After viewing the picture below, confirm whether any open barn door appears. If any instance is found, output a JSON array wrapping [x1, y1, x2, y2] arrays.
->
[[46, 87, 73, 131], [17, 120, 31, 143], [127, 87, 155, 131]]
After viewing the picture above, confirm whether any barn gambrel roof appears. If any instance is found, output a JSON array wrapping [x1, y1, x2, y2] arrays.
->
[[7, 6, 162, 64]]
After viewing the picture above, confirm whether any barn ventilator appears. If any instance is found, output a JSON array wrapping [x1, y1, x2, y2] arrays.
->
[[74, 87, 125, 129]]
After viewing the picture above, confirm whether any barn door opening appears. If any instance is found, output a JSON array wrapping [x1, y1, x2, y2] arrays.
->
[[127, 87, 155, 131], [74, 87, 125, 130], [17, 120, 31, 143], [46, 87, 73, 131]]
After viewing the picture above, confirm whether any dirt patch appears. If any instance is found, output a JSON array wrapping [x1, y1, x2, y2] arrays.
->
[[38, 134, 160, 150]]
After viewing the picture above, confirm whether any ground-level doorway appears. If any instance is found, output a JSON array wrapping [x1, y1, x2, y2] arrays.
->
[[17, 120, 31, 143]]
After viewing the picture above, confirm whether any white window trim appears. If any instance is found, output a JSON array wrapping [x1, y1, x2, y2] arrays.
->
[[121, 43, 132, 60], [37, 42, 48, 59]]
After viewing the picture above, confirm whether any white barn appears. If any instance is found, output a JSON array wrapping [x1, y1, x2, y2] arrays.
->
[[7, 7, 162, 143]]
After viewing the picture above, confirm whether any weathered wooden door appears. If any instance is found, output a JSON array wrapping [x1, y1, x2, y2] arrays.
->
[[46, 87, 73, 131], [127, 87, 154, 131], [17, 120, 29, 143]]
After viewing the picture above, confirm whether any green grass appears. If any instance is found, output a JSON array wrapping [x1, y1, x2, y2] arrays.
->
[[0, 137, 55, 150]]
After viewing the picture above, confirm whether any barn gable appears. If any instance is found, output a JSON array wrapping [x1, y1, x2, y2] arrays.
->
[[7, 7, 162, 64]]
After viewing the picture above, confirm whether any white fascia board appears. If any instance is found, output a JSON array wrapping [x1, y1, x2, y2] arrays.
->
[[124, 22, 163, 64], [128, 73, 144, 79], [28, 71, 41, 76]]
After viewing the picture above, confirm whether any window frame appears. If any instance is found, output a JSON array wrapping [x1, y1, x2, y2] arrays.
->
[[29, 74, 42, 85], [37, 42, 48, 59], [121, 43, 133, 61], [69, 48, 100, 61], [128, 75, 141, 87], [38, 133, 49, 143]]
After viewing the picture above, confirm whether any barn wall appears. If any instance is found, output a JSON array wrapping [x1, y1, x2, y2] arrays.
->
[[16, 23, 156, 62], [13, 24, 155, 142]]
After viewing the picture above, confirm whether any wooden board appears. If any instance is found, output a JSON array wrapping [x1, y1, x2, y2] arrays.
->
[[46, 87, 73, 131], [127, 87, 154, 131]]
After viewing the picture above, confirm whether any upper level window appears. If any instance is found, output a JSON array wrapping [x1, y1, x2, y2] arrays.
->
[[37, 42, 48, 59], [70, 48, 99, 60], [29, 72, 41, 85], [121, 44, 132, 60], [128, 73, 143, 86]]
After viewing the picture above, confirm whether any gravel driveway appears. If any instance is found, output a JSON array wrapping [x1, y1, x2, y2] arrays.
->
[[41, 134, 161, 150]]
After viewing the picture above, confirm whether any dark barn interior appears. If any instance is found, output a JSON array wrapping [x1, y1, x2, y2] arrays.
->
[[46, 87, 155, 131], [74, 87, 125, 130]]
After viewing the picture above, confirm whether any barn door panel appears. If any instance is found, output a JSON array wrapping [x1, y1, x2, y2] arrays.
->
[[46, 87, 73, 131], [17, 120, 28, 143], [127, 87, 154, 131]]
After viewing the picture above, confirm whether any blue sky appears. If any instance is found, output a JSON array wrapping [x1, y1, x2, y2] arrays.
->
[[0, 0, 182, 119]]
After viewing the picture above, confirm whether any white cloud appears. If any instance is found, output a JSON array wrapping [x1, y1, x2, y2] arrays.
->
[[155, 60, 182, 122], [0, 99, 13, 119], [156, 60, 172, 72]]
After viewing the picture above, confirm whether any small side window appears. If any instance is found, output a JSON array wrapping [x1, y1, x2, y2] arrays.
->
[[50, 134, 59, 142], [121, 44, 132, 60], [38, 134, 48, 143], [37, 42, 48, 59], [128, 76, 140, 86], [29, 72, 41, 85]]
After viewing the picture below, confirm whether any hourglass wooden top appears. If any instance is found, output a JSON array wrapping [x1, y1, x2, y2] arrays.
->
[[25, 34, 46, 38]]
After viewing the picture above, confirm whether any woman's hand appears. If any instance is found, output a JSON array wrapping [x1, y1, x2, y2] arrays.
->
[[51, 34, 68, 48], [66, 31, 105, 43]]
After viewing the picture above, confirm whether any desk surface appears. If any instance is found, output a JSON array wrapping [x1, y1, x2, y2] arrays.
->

::::::::::

| Exercise aim |
Put every line above into a Markdown table, with a Row column numbering each one and a Line column holding its text, and leave out the blank lines.

| Response |
| Row | Line |
|---|---|
| 1 | After viewing the picture below, confirm whether any open barn door appears. If any instance is found, output a JSON array wrapping [x1, y1, x2, y2] arrays. |
| 2 | -> |
| 3 | [[46, 87, 73, 131], [17, 120, 31, 143], [127, 87, 155, 131]] |
| 4 | After viewing the picture above, confirm whether any barn gambrel roof appears. If any instance is found, output a JSON array wrapping [x1, y1, x2, y2] arrays. |
| 5 | -> |
| 6 | [[7, 6, 162, 64]] |
| 7 | After viewing the picture above, confirm whether any barn ventilator appears. If any instance is found, output a JSON array wrapping [x1, y1, x2, y2] arrays. |
| 8 | -> |
| 9 | [[74, 87, 125, 129]] |
| 10 | After viewing the picture above, confirm whether any barn door opening appears. If any instance is found, output a JSON array wrapping [x1, y1, x2, y2] arrays. |
| 11 | -> |
| 12 | [[127, 87, 155, 131], [74, 87, 125, 130], [17, 120, 31, 143], [46, 87, 73, 131]] |
| 13 | After viewing the picture above, confirm whether any dirt patch appears. If any instance is found, output a JSON array wrapping [x1, y1, x2, y2] arrays. |
| 14 | -> |
| 15 | [[38, 134, 160, 150]] |
| 16 | After viewing the picture above, confirm whether any ground-level doorway appears. If any instance is found, output a JSON array wrapping [x1, y1, x2, y2] arrays. |
| 17 | -> |
| 18 | [[17, 120, 31, 143]] |
| 19 | After viewing the picture above, confirm whether any white window trim appears. If any instance is found, output a JSON array wrapping [x1, y1, x2, y2] arrays. |
| 20 | -> |
| 21 | [[121, 43, 132, 60], [37, 42, 48, 59]] |
| 22 | After viewing the picture above, confirm whether any white barn appears. If any instance is found, output a JSON array wrapping [x1, y1, x2, y2] arrays. |
| 23 | -> |
| 24 | [[7, 7, 162, 143]] |
| 25 | After viewing the picture above, confirm whether any weathered wooden door appears. If any instance is found, output a JSON array wrapping [x1, y1, x2, y2] arrays. |
| 26 | -> |
| 27 | [[46, 87, 73, 131], [127, 87, 154, 131], [17, 120, 29, 143]] |
| 28 | After viewing the picture above, confirm whether any green grass appears. If any instance is found, output a JSON array wrapping [x1, y1, x2, y2] arrays. |
| 29 | -> |
| 30 | [[0, 137, 55, 150]] |
| 31 | After viewing the picture above, confirm whether any barn gable appears. If any instance is found, output a JSON array wrapping [x1, y1, x2, y2] arrays. |
| 32 | -> |
| 33 | [[7, 7, 162, 64]] |
| 34 | After viewing the picture above, confirm whether any white fascia board appears. If any instance is found, output a JSON array wrapping [x1, y1, x2, y2] arrays. |
| 35 | -> |
| 36 | [[124, 22, 163, 64], [128, 73, 144, 79], [28, 71, 41, 76]] |
| 37 | After viewing the picture above, confirm whether any window frame appears. If any instance is found, output a JSON array wrapping [x1, y1, x2, y2] arrays. |
| 38 | -> |
| 39 | [[29, 74, 42, 85], [37, 42, 48, 59], [121, 43, 133, 61], [69, 48, 100, 61], [128, 75, 141, 87], [38, 133, 49, 143]] |
| 40 | After viewing the picture above, confirm whether any barn wall appears. If any instance is found, output a JSON array wrapping [x1, y1, x2, y2] arrays. |
| 41 | -> |
| 42 | [[16, 23, 156, 62], [13, 24, 155, 142]] |
| 43 | After viewing the picture above, confirm whether any wooden board appears. If any instance is found, output a JSON array wrapping [x1, y1, x2, y2] arrays. |
| 44 | -> |
| 45 | [[46, 87, 73, 131], [127, 87, 154, 131]] |
| 46 | After viewing the picture above, confirm whether any upper level window appears. If any instance is found, output a JSON array wrapping [x1, y1, x2, y2] arrays. |
| 47 | -> |
| 48 | [[37, 42, 48, 59], [70, 48, 99, 60], [29, 72, 41, 85], [121, 44, 132, 60], [128, 73, 143, 86]] |
| 49 | After viewing the picture above, confirm whether any gravel driveway appears. If any instance is found, output a JSON array wrapping [x1, y1, x2, y2] arrays. |
| 50 | -> |
| 51 | [[41, 134, 161, 150]] |
| 52 | After viewing the picture above, confirm whether any dark barn interior appears. If any instance is found, output a JSON array wrapping [x1, y1, x2, y2] arrays. |
| 53 | -> |
| 54 | [[46, 87, 155, 131], [74, 87, 125, 130]] |
| 55 | After viewing the picture above, confirm whether any barn door panel appears. If any instance is found, output a JSON array wrapping [x1, y1, x2, y2] arrays. |
| 56 | -> |
| 57 | [[46, 87, 73, 131], [17, 120, 28, 143], [127, 87, 154, 131]] |
| 58 | After viewing the picture above, confirm whether any blue sky appears. If any instance is found, output a JSON array wrapping [x1, y1, x2, y2] arrays. |
| 59 | -> |
| 60 | [[0, 0, 182, 119]] |
| 61 | After viewing the picture above, confirm whether any white cloud appears. If any instance is found, output a JSON array wrapping [x1, y1, x2, y2] arrays. |
| 62 | -> |
| 63 | [[155, 60, 182, 122], [0, 99, 13, 119], [156, 60, 172, 72]] |
| 64 | After viewing the picture above, confirm whether any small side window appears. If any instance is found, output a JSON array wrapping [x1, y1, x2, y2] arrays. |
| 65 | -> |
| 66 | [[50, 134, 59, 142], [121, 44, 132, 60], [38, 134, 48, 143], [37, 42, 48, 59], [128, 76, 140, 86], [29, 72, 41, 85]] |
| 67 | After viewing the picture below, confirm whether any hourglass wooden top appears. If any instance is found, output a JSON array wrapping [x1, y1, x2, y2] arrays. |
| 68 | -> |
| 69 | [[25, 34, 46, 38]] |
| 70 | After viewing the picture above, confirm whether any woman's hand appears. If any instance is found, output a JSON array wrapping [x1, y1, x2, y2] arrays. |
| 71 | -> |
| 72 | [[51, 34, 68, 48], [66, 31, 105, 43]] |
| 73 | After viewing the picture above, confirm whether any desk surface appears. If any instance is found, output a JSON array wrapping [x1, y1, x2, y2] arrays. |
| 74 | -> |